Could you lay out the material as a Markdown table with columns named No. and Text, one numbered row per line, starting at the line that contains "outline overcast grey sky" and ending at the line that contains "279 62 L 280", both lines included and blank lines left out?

-.-.-

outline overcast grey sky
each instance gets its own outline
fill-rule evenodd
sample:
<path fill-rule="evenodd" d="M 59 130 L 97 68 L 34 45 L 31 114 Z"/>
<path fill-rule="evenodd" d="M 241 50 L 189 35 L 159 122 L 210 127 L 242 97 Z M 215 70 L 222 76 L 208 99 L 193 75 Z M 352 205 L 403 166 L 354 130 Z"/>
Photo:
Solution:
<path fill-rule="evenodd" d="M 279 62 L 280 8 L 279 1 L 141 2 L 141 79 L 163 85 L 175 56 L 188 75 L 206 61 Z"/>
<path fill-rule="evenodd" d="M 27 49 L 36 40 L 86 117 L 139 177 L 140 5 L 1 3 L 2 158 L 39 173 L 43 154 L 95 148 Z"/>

-.-.-

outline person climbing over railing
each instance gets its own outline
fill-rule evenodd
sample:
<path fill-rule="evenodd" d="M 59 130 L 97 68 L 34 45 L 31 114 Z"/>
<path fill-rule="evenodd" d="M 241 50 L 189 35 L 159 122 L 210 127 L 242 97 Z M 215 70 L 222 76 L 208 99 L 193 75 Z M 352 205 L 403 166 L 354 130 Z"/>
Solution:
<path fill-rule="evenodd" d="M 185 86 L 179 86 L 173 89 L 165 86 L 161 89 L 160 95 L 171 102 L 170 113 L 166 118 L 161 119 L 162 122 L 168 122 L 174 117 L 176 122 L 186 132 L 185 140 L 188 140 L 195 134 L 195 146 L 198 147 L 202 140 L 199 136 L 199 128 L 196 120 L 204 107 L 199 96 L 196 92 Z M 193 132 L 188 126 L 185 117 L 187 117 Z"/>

-.-.-

-- RESPONSE TO THE EXERCISE --
| No. | Text |
|---|---|
| 1 | outline overcast grey sky |
| 2 | each instance gets its own outline |
| 3 | fill-rule evenodd |
| 4 | sample: |
| 5 | <path fill-rule="evenodd" d="M 59 130 L 97 68 L 34 45 L 31 114 Z"/> |
| 6 | <path fill-rule="evenodd" d="M 241 50 L 189 35 L 159 122 L 210 127 L 242 97 Z M 215 70 L 222 76 L 208 99 L 193 75 Z M 352 205 L 403 166 L 354 130 Z"/> |
| 7 | Photo: |
| 8 | Solution: |
| 9 | <path fill-rule="evenodd" d="M 279 62 L 280 8 L 279 1 L 141 2 L 141 79 L 163 85 L 175 56 L 188 75 L 206 61 Z"/> |